#### WHAT YOU WILL DO:
Quote the records below verbatim, keeping every line unchanged.

#### Object position labeling records:
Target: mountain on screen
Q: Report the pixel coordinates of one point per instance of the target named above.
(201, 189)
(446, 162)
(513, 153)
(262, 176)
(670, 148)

#### SOLVED PROBLEM:
Target: mountain on screen
Q: Report the pixel coordinates of one point per instance of the target named above.
(201, 189)
(446, 162)
(513, 153)
(262, 176)
(670, 148)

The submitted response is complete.